■ **SUPPLIED PASSAGE**:

About the job Head of Bakery – Training Centre
The RoleThe Head of Bakery – Training Centre is responsible for leading and supervising all bakery and bread-related activities at Training Centre Dubai. The role ensures technical excellence, consistency, and innovation across bakery production and training programs, while maintaining the premium positioning of the training centre within the IMEA region.
This position combines advanced bakery expertise with leadership, training supervision, and operational responsibility.
Reporting Line & Key Interfaces
Reports to:
Executive Pastry Chef / Head Chef Trainer IMEA
Collaborates with:
Pastry Chef Trainers, Technical Team, Distributors, Sales & Marketing Teams
Supervises:
Bakery specialists, assistants, and bakery-related training operations
Supports:
Bakery masterclasses, professional workshops, and regional demonstrations
Key Responsibilities
Bakery Leadership & Supervision
- Lead, supervise, and coordinate all bakery and bread activities within the Training Centre.
- Ensure consistent technical standards across all bakery-related training sessions and demonstrations.
- Coach and support bakery trainers and assistants in both technical execution and training delivery.
- Act as the main bakery technical reference for the Training Centre.
Bakery Production & Technical Execution
- Oversee preparation and execution of high-quality bread and bakery products for trainings and demonstrations.
- Ensure expert control of fermentation, sourdough management, lamination, and artisanal bread techniques.
- Validate and standardize recipes, scaling, and baking processes.
- Adapt bakery production methods to hot climate conditions.
- Supervise use and maintenance of deck ovens and professional bakery equipment.
Recipe Development & Innovation
- Lead development of bakery and bread recipes aligned with the schools product portfolio and quality standards.
- Contribute to innovation projects and regional product development initiatives.
- Oversee technical documentation, recipe writing, and standardization.
Operational Excellence
- Plan and manage bakery production timelines in line with training schedules and events.
- Coordinate with internal teams for workshops, customer visits, and external activations.
- Ensure efficient use of ingredients, tools, and resources.
Hygiene & Compliance
- Ensure strict compliance with food safety, hygiene, and local regulations.

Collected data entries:
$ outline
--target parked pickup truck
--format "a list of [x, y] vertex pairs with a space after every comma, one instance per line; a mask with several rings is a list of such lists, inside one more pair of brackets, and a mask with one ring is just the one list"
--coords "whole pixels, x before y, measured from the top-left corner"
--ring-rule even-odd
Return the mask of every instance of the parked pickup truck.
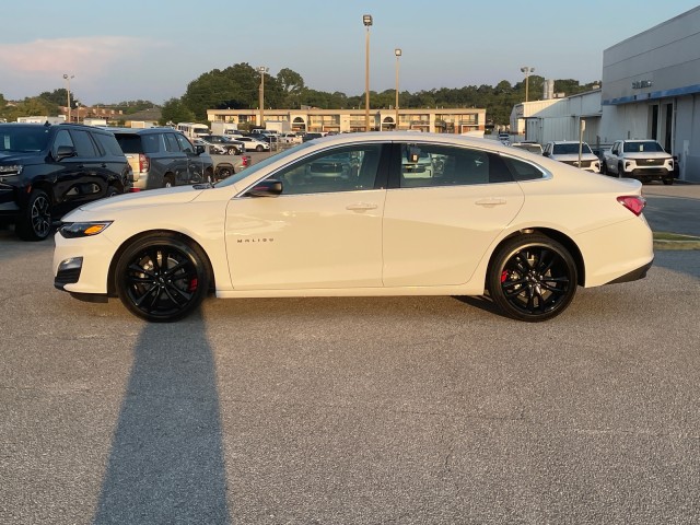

■ **TO DO**:
Do these statements agree with the Head of Bakery job posting? Answer each one yes or no, and quote the words from the posting that decide it. (a) The role reports to the Executive Pastry Chef / Head Chef Trainer IMEA. (b) The role supervises distributors. (c) The role includes adapting bakery production methods to hot climate conditions.

■ **THE ANSWER**:
(a) Yes: "Reports to: Executive Pastry Chef / Head Chef Trainer IMEA"
(b) No: distributors appear under "Collaborates with: Pastry Chef Trainers, Technical Team, Distributors, Sales & Marketing Teams". The role supervises "Bakery specialists, assistants, and bakery-related training operations".
(c) Yes: "Adapt bakery production methods to hot climate conditions."